→ **TASK DETAILS**
Return every line of the records below verbatim, with no pictures in the copy.

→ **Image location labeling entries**
####

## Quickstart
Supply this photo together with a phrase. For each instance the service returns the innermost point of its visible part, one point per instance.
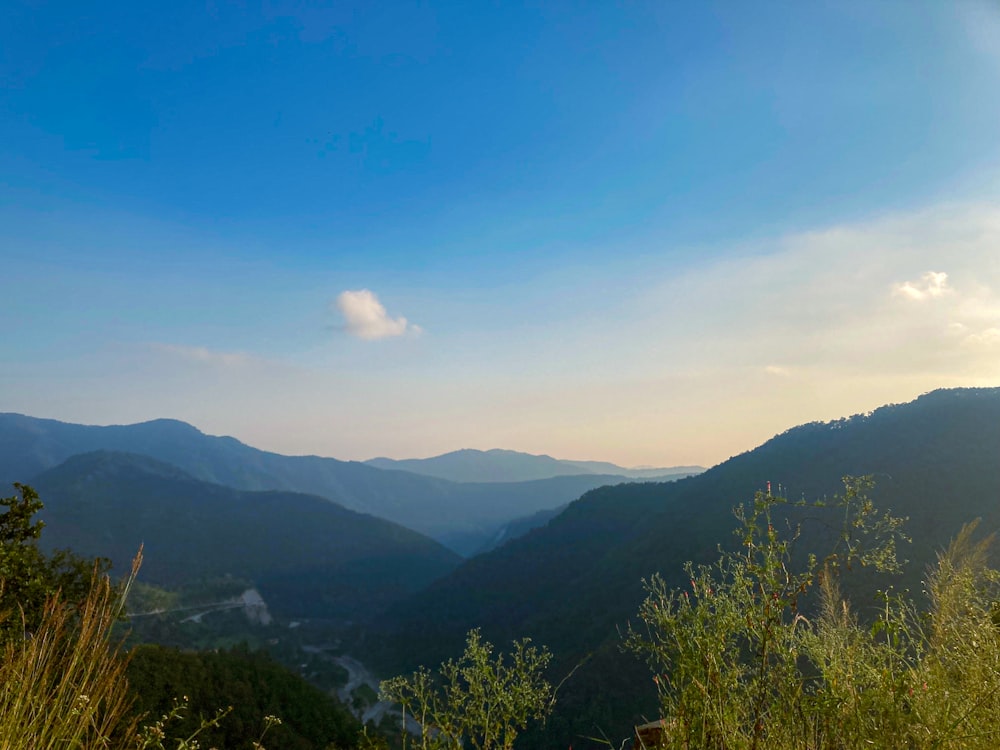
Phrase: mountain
(309, 556)
(465, 516)
(512, 466)
(574, 583)
(519, 527)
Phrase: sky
(655, 233)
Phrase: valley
(344, 599)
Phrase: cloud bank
(366, 318)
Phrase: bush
(738, 664)
(477, 699)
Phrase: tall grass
(740, 667)
(63, 686)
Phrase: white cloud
(366, 317)
(932, 284)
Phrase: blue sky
(647, 232)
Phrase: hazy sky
(647, 232)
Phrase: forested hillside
(464, 516)
(309, 556)
(575, 582)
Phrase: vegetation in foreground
(738, 663)
(739, 660)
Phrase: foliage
(28, 578)
(477, 699)
(739, 665)
(249, 682)
(64, 687)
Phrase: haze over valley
(664, 335)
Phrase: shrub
(738, 664)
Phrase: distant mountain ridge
(498, 465)
(464, 516)
(310, 556)
(574, 583)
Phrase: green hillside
(308, 555)
(572, 584)
(464, 516)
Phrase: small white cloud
(931, 284)
(986, 339)
(366, 317)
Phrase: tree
(28, 577)
(479, 700)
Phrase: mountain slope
(573, 583)
(309, 555)
(464, 516)
(512, 466)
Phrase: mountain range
(572, 580)
(465, 516)
(575, 583)
(309, 556)
(497, 465)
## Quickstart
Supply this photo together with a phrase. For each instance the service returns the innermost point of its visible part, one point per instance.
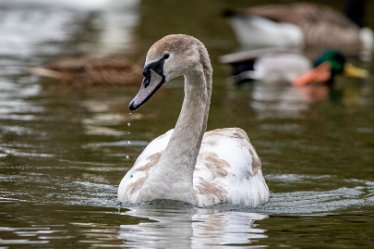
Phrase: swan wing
(228, 170)
(134, 179)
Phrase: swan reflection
(191, 228)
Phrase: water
(64, 150)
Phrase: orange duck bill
(318, 75)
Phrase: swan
(286, 66)
(304, 25)
(91, 71)
(186, 163)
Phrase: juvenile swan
(186, 163)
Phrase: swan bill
(152, 81)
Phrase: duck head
(168, 58)
(326, 67)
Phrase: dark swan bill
(152, 81)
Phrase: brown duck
(92, 71)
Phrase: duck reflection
(191, 228)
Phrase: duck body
(267, 65)
(91, 71)
(301, 25)
(188, 164)
(282, 66)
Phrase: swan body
(301, 25)
(186, 163)
(91, 71)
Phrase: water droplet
(119, 206)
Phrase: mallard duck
(303, 25)
(277, 65)
(91, 71)
(186, 163)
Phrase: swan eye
(166, 56)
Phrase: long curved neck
(184, 145)
(173, 176)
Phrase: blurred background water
(64, 149)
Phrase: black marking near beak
(157, 67)
(153, 79)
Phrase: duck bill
(150, 84)
(319, 74)
(353, 71)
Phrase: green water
(64, 150)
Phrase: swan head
(168, 58)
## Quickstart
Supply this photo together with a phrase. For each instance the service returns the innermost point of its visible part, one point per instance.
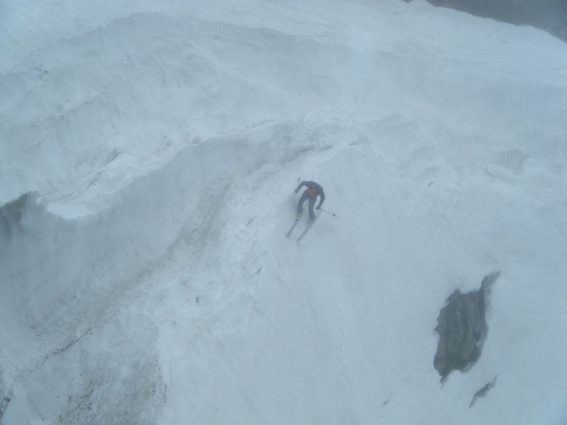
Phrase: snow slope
(149, 158)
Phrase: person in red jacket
(313, 190)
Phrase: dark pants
(302, 200)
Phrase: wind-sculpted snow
(149, 156)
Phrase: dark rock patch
(547, 15)
(483, 391)
(462, 329)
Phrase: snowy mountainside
(148, 278)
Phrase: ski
(293, 225)
(309, 226)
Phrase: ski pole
(328, 212)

####

→ **OUTPUT OF THE TASK**
## Quickstart
Supply this photo together with a phrase. For each instance the service returns the innermost point of its visible part, one point per instance.
Phrase: mountain
(309, 556)
(465, 516)
(512, 466)
(574, 583)
(519, 527)
Phrase: sky
(655, 233)
Phrase: valley
(344, 599)
Phrase: cloud bank
(366, 318)
Phrase: bush
(738, 664)
(477, 699)
Phrase: tall grass
(740, 667)
(63, 686)
Phrase: white cloud
(366, 317)
(932, 284)
Phrase: blue sky
(647, 232)
Phrase: hazy sky
(647, 232)
Phrase: forested hillside
(464, 516)
(309, 556)
(575, 582)
Phrase: vegetation in foreground
(738, 663)
(739, 660)
Phrase: foliage
(28, 578)
(477, 699)
(739, 665)
(249, 682)
(64, 687)
Phrase: haze over valley
(664, 335)
Phrase: shrub
(738, 664)
Phrase: distant mountain ridge
(498, 465)
(464, 516)
(310, 556)
(574, 583)
Phrase: green hillside
(308, 555)
(572, 584)
(464, 516)
Phrase: small white cloud
(931, 284)
(986, 339)
(366, 317)
Phrase: tree
(28, 577)
(479, 700)
Phrase: mountain slope
(573, 583)
(309, 555)
(464, 516)
(512, 466)
Phrase: mountain range
(572, 580)
(465, 516)
(575, 583)
(309, 556)
(497, 465)
## Quickstart
Supply this photo together with a phrase. For each instance the service returns the innermost point of its visible part, one point per instance.
Phrase: swan wing
(228, 170)
(134, 179)
Phrase: swan reflection
(191, 228)
Phrase: water
(64, 150)
Phrase: orange duck bill
(318, 75)
Phrase: swan
(286, 66)
(304, 25)
(91, 71)
(186, 163)
Phrase: juvenile swan
(186, 163)
Phrase: swan bill
(152, 81)
Phrase: duck head
(168, 58)
(326, 67)
Phrase: dark swan bill
(152, 81)
Phrase: brown duck
(92, 71)
Phrase: duck reflection
(191, 228)
Phrase: duck body
(267, 65)
(91, 71)
(301, 25)
(188, 164)
(282, 66)
Phrase: swan body
(301, 25)
(186, 163)
(91, 71)
Phrase: water droplet
(119, 206)
Phrase: mallard duck
(303, 25)
(277, 65)
(91, 71)
(186, 163)
Phrase: swan eye
(166, 56)
Phrase: long curved neck
(184, 145)
(173, 176)
Phrase: blurred background water
(64, 149)
Phrase: black marking near beak
(157, 67)
(153, 79)
Phrase: duck bill
(150, 84)
(319, 74)
(353, 71)
Phrase: green water
(64, 150)
Phrase: swan head
(168, 58)
## Quickstart
Supply this photo together with a phrase. For each instance the service returns the innermost point of its visible part, one point per instance.
Phrase: snow slope
(149, 158)
Phrase: person in red jacket
(313, 190)
Phrase: dark pants
(302, 200)
Phrase: wind-sculpted snow
(149, 156)
Phrase: dark rock patch
(547, 15)
(483, 391)
(462, 329)
Phrase: snowy mountainside
(148, 278)
Phrase: ski
(293, 225)
(309, 226)
Phrase: ski pole
(328, 212)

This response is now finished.